▸ Do this
Reproduce each of the entries below word for word.

— BEGIN Available data —

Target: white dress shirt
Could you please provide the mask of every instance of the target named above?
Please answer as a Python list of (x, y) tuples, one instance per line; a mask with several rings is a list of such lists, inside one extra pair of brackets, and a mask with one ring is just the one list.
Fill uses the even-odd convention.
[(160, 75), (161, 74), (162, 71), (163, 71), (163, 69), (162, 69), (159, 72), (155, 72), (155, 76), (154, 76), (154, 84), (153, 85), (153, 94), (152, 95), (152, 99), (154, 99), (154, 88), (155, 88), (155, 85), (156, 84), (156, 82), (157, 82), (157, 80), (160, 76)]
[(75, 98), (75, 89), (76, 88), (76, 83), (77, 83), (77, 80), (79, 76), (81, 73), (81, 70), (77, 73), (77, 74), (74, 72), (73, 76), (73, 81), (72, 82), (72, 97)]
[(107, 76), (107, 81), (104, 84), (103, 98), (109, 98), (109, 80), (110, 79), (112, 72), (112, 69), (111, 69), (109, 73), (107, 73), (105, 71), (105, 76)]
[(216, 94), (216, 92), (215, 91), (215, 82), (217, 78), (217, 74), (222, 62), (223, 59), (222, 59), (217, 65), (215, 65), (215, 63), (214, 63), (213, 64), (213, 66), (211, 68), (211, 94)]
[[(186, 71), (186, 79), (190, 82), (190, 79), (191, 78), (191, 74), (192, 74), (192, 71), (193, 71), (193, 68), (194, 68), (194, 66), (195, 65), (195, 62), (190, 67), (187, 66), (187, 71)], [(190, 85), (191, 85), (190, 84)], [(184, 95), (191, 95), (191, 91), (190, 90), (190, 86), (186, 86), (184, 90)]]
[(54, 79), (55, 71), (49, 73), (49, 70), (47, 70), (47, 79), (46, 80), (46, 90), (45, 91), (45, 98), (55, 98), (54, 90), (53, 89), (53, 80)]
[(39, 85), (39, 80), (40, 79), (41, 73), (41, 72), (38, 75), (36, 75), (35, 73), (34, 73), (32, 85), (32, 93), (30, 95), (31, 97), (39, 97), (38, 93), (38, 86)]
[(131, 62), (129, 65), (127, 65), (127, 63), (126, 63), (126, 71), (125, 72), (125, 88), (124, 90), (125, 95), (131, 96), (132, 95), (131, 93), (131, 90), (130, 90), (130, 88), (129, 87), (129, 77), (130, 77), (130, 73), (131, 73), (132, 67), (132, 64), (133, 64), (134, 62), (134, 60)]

— END Available data —

▸ Full answer
Target: white dress shirt
Could you please provide the mask of every instance of the target named above?
Please answer as a Python list of (x, y) tuples, one instance per line; a mask with several rings is a list of such lists, inside one extra pair of brackets, and a mask with one ring is just the one list.
Fill uses the even-odd convention.
[(160, 75), (161, 74), (162, 71), (163, 71), (163, 69), (162, 69), (159, 72), (155, 72), (155, 76), (154, 76), (154, 84), (153, 85), (153, 94), (152, 95), (152, 99), (154, 99), (154, 88), (155, 88), (155, 85), (156, 84), (156, 82), (157, 82), (157, 80), (160, 76)]
[(75, 98), (75, 89), (76, 88), (76, 83), (77, 83), (77, 80), (79, 76), (81, 73), (81, 70), (77, 73), (77, 74), (74, 72), (73, 76), (73, 81), (72, 82), (72, 97)]
[(107, 76), (107, 81), (104, 84), (103, 98), (109, 98), (109, 80), (110, 79), (112, 72), (112, 69), (111, 69), (109, 73), (107, 73), (105, 71), (105, 76)]
[(216, 94), (216, 92), (215, 91), (215, 82), (217, 78), (217, 74), (222, 62), (223, 59), (222, 59), (217, 65), (215, 65), (215, 63), (214, 63), (213, 64), (213, 66), (211, 68), (211, 94)]
[[(186, 71), (186, 79), (190, 82), (190, 79), (191, 78), (191, 74), (192, 74), (192, 71), (193, 71), (193, 68), (194, 68), (194, 66), (195, 65), (195, 62), (190, 67), (187, 66), (187, 71)], [(190, 85), (191, 85), (190, 84)], [(184, 95), (191, 95), (191, 91), (190, 90), (190, 86), (186, 86), (184, 90)]]
[(54, 79), (55, 71), (49, 73), (49, 70), (47, 70), (47, 79), (46, 80), (46, 90), (45, 91), (45, 98), (55, 98), (54, 90), (53, 89), (53, 80)]
[(39, 85), (39, 80), (40, 79), (41, 73), (41, 72), (38, 75), (36, 75), (35, 73), (34, 73), (32, 85), (32, 93), (30, 95), (31, 97), (39, 97), (38, 93), (38, 86)]
[(131, 62), (129, 65), (127, 65), (127, 63), (126, 63), (126, 71), (125, 72), (125, 88), (124, 90), (125, 95), (131, 96), (132, 95), (131, 93), (131, 90), (130, 90), (130, 88), (129, 87), (129, 77), (130, 77), (130, 73), (131, 73), (132, 67), (132, 64), (133, 64), (134, 62), (134, 60)]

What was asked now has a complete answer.